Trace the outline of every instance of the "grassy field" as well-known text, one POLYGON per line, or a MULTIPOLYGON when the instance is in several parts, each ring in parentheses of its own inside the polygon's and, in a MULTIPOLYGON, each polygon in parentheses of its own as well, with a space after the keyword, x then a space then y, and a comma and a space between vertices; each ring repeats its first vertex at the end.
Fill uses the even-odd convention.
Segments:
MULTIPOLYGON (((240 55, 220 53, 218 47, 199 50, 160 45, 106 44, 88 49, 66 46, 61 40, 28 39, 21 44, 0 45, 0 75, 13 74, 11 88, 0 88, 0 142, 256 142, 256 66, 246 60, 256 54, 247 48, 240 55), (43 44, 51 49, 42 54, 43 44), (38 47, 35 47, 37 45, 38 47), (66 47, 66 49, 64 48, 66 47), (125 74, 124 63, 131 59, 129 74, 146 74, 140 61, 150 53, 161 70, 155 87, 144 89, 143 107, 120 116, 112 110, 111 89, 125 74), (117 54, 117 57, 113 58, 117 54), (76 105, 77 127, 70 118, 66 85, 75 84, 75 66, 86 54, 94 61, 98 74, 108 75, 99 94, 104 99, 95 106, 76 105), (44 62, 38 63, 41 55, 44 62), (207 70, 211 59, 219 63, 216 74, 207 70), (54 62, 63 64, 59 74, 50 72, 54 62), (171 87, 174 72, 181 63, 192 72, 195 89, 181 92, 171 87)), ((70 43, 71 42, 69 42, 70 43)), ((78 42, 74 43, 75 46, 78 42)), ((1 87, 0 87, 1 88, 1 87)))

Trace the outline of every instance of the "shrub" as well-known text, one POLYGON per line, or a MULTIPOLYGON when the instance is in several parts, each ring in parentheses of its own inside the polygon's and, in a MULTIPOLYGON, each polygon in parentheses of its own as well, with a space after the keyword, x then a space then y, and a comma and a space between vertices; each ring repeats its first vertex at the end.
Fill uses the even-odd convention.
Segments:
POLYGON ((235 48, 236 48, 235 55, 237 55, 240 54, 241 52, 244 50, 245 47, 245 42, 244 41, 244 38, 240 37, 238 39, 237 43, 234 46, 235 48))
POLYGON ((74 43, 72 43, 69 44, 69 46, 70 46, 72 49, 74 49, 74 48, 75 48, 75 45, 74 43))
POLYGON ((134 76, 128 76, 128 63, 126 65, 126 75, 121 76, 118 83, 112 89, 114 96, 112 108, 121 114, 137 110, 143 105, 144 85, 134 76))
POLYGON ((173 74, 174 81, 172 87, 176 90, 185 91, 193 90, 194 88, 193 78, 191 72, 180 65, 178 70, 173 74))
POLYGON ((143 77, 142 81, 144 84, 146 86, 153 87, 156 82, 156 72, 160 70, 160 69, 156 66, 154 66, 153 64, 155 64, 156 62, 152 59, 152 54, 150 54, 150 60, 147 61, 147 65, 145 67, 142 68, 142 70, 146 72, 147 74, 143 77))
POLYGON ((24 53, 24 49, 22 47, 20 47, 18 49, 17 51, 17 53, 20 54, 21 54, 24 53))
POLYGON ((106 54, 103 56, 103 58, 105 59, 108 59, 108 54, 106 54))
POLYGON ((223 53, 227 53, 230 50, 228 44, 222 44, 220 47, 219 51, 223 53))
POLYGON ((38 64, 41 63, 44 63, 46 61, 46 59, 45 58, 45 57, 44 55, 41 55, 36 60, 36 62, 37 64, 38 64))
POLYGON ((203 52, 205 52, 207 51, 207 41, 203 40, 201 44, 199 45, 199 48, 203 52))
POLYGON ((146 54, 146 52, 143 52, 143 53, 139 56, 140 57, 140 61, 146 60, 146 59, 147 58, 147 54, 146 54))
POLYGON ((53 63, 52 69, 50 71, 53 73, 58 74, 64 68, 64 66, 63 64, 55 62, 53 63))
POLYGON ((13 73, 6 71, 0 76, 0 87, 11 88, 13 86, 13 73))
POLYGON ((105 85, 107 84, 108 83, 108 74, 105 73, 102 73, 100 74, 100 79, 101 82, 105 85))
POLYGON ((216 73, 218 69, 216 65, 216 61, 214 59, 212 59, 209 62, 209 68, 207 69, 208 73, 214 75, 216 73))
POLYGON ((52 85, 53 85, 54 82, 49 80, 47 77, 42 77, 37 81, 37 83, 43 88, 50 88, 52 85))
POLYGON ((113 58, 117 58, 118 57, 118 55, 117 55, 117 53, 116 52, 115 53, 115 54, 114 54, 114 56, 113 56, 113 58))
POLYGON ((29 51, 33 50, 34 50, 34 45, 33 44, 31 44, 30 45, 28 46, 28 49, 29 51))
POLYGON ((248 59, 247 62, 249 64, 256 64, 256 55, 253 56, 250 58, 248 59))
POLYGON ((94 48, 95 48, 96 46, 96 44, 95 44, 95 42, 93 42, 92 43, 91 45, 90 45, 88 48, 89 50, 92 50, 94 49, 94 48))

==========

[Exercise aim] List every line in the rows above that contains the string "text", where case matters.

[Answer to this exercise]
Trace the outline of every instance of the "grassy field" as well-known text, one POLYGON per line, or a MULTIPOLYGON when the instance is in several parts, each ring in parentheses of its own inside the polygon's and, in a MULTIPOLYGON, each polygon in parentheses of its own as well, with a space after the keyword, x then a space then y, and a comma and a space between vertices; each ring repeats its first vertex at the end.
Trace the outline of every instance of the "shrub" as well-known text, one POLYGON per line, or a MULTIPOLYGON when the instance is in several parts, each ring in parentheses of its own inside the polygon's and, in a MULTIPOLYGON, each polygon in parentheses of its own as well, with a space after the keyword, x then a space then y, and a comma and a space between vertices; each ring repeats its first vertex at the end.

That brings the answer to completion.